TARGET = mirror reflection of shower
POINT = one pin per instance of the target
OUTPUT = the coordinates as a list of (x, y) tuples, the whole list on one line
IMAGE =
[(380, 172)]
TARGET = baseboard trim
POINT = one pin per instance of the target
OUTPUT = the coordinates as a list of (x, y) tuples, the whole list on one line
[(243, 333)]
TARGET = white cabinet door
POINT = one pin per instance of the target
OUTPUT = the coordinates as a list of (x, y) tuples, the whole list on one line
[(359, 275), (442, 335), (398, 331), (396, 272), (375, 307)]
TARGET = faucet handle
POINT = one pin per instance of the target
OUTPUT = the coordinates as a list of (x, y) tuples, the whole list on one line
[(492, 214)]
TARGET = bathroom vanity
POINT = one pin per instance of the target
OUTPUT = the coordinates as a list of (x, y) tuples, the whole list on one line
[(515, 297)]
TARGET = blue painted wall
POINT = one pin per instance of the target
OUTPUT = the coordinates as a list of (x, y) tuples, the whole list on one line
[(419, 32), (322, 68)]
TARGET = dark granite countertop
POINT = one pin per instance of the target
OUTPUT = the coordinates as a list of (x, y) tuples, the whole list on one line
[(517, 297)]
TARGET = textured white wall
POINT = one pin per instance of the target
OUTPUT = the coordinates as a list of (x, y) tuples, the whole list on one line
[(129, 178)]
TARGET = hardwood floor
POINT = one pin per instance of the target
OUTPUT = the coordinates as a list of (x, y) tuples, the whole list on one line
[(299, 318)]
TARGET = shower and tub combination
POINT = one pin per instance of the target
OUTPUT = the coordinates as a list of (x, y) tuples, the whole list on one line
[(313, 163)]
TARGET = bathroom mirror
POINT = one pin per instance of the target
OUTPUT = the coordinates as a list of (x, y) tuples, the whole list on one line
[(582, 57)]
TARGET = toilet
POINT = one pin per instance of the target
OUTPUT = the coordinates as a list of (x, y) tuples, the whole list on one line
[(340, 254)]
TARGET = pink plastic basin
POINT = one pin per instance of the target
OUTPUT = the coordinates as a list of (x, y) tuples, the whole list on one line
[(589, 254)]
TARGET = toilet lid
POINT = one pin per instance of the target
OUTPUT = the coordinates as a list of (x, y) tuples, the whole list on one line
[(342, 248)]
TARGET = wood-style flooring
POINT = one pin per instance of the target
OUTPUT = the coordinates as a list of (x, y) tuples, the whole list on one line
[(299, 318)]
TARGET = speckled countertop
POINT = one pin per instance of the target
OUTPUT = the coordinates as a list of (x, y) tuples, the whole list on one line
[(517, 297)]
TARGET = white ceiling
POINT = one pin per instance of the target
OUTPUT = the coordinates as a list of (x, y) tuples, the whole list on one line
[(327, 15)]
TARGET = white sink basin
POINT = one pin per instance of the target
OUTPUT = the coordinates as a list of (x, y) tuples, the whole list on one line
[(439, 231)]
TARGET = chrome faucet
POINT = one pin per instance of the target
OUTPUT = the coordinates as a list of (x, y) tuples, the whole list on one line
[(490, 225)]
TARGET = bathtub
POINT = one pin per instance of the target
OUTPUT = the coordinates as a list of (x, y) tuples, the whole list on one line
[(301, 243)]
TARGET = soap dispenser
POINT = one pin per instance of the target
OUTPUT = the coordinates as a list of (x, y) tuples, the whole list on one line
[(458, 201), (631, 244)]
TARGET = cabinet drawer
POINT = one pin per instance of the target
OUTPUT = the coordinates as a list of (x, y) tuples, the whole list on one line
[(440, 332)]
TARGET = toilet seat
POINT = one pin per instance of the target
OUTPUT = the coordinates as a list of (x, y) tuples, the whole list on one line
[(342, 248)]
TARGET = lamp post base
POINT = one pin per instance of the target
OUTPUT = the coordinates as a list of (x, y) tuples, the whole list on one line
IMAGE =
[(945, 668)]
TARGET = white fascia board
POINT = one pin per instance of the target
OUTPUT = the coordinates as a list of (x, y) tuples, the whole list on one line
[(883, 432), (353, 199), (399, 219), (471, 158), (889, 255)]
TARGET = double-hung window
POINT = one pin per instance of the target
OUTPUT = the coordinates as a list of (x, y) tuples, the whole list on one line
——
> Requirement:
Can you repeat, word for word, the part of the records above that opens with the line containing "TARGET = bathroom vanity" and closes with the line containing "[(129, 178)]", including both of those lines?

> Output for this exercise:
TARGET = bathroom vanity
POINT = one pin per instance of the target
OUTPUT = the coordinates as a list of (x, y) tuples, the whole list on one line
[(515, 297)]
TARGET = blue painted wall
POINT = one pin per instance of the target
OUTPUT = the coordinates as a list of (x, y) tuples, the whole list on one line
[(419, 32), (322, 68)]
TARGET = dark granite countertop
POINT = one pin per instance of the target
OUTPUT = the coordinates as a list of (x, y) tuples, the whole list on one line
[(517, 297)]
TARGET = textured white wall
POINT = one pin per instance of the target
OUTPUT = the coordinates as a list of (x, y) tuples, the whole list on one line
[(129, 178)]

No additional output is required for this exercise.